**** PROVIDED RECORDS ****

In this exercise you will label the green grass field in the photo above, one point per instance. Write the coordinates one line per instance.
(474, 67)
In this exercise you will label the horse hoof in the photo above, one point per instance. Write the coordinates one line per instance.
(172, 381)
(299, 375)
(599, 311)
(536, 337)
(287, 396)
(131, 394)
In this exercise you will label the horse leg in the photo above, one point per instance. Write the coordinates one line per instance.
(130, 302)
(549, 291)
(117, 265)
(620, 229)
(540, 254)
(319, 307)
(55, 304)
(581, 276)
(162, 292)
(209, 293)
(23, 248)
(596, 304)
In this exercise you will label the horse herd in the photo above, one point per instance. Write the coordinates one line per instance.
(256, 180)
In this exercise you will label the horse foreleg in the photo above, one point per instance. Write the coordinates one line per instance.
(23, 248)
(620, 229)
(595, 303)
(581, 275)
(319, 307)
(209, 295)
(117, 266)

****

> [OBJECTIVE]: Arrange all the rows above as a numbered list, leaving out any blank lines.

> [WRITTEN ANSWER]:
1. In this exercise you will label the green grass field in the photo above, one point per instance. Write the coordinates one line per instance.
2. (474, 67)
3. In this exercise you will label the horse hoof in the photo above, one point per instance. Write the coordinates one line per instance.
4. (172, 381)
5. (299, 375)
6. (599, 311)
7. (536, 337)
8. (287, 396)
9. (131, 394)
10. In this exercise you will label the horse leg in the photo above, one point per instance. Write the coordinates one line per instance.
11. (130, 302)
12. (549, 291)
13. (117, 265)
14. (620, 229)
15. (540, 254)
16. (319, 307)
17. (55, 304)
18. (581, 276)
19. (162, 292)
20. (209, 293)
21. (23, 248)
22. (596, 304)
23. In this exercise you will label the horse herd in the photo above, one point per instance. Write the coordinates one line per instance.
24. (256, 180)
25. In this exercise you will label the horse foreleg in the photo above, one point per instance. Write the coordinates one line per instance.
26. (23, 248)
27. (620, 229)
28. (595, 303)
29. (581, 275)
30. (319, 307)
31. (209, 295)
32. (117, 266)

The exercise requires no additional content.